[TEXT UNDER STUDY]

The policy should proceed at three levels: local, regional and global.

The most salient local application is, of course, the Iran crisis. The makings of an imperfect but thoroughly acceptable deal are apparent: permit Iran's enrichment of nuclear fuel to nuclear power-grade in return for Iran's full disclosure of its nuclear programs and their history, along with acceptance of strict inspections and controls to prevent the country from enriching uranium to nuclear weapons-grade. The deal is imperfect, because it overlooks Iran's many deceptions of the IAEA and accepts Iran's uranium enrichment, which, whatever else the country may do, does carry it a good part of the distance toward being able to make nuclear weapons. It is acceptable because it achieves the goal of keeping Iran nuclear weapons-free.

At the regional level, the goal should be a nuclear weapons-free zone in the Middle East, as called for in the NPT Review Conference of 2010. If we are lucky, a deal with Iran will solve the current crisis, but in the longer run Israel's nuclear weapons monopoly in the region is unsustainable. At some point one country or another will challenge it, and all the hopeless choices--the shrunken array of options that lead to disaster--will return, and the next time no deal may be possible.

At the global level, the goal can only be a world free of nuclear weapons. From the first days of the nuclear age, when President Truman proposed nuclear abolition at the UN in the form of the Baruch plan, that objective has been a moral imperative in its own right, but now it has become a necessity for a new set of reasons--reasons that have always been latent in the nuclear dilemma but that are now coming to maturity, as the scientists of the Manhattan Project knew they must, in the form of the proliferation dangers in the Middle East and East Asia.

[/TEXT UNDER STUDY]

» WHAT TO WORK ON
Reproduce the stretch of the passage on nuclear policy from "At the global" through "and East Asia.". None of the records that come next has any bearing on this work.

[INPUT DATA]

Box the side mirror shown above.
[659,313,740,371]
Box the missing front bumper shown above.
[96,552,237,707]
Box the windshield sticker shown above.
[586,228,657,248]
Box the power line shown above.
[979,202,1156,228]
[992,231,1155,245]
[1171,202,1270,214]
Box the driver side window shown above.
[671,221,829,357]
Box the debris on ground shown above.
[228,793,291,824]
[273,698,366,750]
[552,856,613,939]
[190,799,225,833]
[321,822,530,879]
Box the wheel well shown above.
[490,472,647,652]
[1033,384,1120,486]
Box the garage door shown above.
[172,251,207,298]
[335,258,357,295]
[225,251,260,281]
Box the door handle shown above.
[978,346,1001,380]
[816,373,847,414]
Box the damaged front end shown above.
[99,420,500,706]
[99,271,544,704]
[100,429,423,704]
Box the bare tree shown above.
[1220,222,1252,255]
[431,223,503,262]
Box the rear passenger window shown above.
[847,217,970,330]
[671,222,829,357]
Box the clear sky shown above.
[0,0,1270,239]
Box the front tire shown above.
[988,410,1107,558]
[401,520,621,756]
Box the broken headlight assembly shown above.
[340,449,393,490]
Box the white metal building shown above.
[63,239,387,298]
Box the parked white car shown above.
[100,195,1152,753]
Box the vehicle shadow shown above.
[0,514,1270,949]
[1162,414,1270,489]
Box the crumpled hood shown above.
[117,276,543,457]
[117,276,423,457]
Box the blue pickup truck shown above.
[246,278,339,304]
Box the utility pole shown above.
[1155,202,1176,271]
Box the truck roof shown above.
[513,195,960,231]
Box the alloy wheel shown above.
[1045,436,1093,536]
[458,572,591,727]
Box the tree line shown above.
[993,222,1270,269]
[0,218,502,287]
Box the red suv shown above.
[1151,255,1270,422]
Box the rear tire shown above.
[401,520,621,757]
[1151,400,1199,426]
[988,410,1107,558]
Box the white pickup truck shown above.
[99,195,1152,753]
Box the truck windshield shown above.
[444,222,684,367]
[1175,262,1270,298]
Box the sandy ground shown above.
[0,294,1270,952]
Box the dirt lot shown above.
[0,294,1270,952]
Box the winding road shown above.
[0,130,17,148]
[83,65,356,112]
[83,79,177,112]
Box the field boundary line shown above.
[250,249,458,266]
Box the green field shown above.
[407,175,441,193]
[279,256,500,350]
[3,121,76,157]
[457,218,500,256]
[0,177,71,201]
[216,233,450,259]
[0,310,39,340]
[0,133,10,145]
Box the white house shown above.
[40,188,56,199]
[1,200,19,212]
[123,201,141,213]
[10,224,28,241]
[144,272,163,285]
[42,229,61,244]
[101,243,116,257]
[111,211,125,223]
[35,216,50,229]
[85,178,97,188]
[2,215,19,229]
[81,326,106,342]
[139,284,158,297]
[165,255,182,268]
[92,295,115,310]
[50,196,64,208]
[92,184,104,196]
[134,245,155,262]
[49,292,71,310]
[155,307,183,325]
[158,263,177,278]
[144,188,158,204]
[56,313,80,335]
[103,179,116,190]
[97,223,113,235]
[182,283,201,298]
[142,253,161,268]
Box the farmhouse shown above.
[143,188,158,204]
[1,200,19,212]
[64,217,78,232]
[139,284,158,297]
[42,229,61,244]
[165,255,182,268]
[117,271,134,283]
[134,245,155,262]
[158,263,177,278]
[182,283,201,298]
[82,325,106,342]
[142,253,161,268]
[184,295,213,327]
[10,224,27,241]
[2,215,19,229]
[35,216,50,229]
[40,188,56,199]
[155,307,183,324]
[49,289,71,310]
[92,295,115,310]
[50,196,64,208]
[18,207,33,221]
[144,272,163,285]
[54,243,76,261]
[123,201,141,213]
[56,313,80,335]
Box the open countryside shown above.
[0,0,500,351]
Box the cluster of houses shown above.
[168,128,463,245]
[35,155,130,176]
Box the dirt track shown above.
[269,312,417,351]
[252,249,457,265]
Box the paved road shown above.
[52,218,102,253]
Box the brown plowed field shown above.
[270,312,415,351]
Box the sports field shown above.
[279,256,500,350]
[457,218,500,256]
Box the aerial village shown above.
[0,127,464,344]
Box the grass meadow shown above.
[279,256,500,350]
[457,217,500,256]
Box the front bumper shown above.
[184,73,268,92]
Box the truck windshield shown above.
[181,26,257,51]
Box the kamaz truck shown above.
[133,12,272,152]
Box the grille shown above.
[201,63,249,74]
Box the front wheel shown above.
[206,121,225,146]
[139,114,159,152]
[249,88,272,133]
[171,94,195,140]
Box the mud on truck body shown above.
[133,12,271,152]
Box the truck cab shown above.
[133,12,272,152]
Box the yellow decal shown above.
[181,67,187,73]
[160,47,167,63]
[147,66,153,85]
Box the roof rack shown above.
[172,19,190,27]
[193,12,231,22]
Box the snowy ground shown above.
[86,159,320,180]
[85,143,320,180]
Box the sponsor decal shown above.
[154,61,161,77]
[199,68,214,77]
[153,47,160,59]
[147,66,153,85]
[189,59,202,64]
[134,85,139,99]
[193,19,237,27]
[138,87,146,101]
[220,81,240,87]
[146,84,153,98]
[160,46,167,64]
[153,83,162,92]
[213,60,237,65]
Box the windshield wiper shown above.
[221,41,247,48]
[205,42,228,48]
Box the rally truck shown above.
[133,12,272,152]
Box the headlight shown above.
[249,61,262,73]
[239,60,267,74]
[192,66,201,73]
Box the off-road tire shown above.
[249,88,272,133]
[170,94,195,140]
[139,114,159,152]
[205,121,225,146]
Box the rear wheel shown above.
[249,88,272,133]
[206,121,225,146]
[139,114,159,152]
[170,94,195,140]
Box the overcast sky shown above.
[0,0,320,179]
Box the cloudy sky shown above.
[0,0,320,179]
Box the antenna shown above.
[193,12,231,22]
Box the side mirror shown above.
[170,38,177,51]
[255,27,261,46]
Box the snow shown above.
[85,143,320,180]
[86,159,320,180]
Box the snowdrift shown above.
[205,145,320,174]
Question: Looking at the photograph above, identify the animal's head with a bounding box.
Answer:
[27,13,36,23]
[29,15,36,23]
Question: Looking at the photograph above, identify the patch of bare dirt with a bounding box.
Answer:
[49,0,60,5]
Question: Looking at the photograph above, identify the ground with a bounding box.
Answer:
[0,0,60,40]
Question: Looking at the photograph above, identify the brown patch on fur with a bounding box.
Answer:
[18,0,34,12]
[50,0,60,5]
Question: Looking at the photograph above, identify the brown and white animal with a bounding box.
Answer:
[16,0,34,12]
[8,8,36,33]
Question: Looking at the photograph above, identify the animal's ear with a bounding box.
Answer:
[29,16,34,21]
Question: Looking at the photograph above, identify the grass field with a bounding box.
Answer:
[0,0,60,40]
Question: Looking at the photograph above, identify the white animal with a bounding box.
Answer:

[/INPUT DATA]

» SOLUTION FOR THIS PROBLEM
At the global level, the goal can only be a world free of nuclear weapons. From the first days of the nuclear age, when President Truman proposed nuclear abolition at the UN in the form of the Baruch plan, that objective has been a moral imperative in its own right, but now it has become a necessity for a new set of reasons--reasons that have always been latent in the nuclear dilemma but that are now coming to maturity, as the scientists of the Manhattan Project knew they must, in the form of the proliferation dangers in the Middle East and East Asia.